**Text provided:**
Re: [PATCH] fold, simplify-rtx: Punt on non-representable floating point constants [PR104522]

Qing Zhao via Gcc-patches Wed, 20 Apr 2022 09:03:16 -0700


> On Apr 20, 2022, at 5:38 AM, Richard Biener <richard.guent...@gmail.com> 
> wrote:
> 
> On Tue, Apr 19, 2022 at 11:36 PM Qing Zhao <qing.z...@oracle.com> wrote:
>> 
>> 
>> 
>>> On Apr 14, 2022, at 1:53 AM, Richard Biener <richard.guent...@gmail.com> 
>>> wrote:
>>> 
>>> On Wed, Apr 13, 2022 at 5:22 PM Qing Zhao <qing.z...@oracle.com> wrote:
>>>> 
>>>> Hi, Richard,
>>>> 
>>>> Thanks a lot for taking a look at this issue (and Sorry that I haven’t 
>>>> fixed this one yet, I was distracted by other tasks then just forgot this 
>>>> one….)
>>>> 
>>>>> On Apr 13, 2022, at 3:41 AM, Richard Biener <richard.guent...@gmail.com> 
>>>>> wrote:
>>>>> 
>>>>> On Tue, Feb 15, 2022 at 5:31 PM Qing Zhao via Gcc-patches
>>>>> <gcc-patches@gcc.gnu.org> wrote:
>>>>>> 
>>>>>> 
>>>>>> 
>>>>>>> On Feb 15, 2022, at 3:58 AM, Jakub Jelinek <ja...@redhat.com> wrote:
>>>>>>> 
>>>>>>> Hi!

**Dataset content:**
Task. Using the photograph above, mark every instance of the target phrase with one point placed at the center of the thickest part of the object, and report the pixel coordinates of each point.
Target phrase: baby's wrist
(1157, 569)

**Goal:**
Which bug report number does the patch in the thread address?

**Correct result:**
PR104522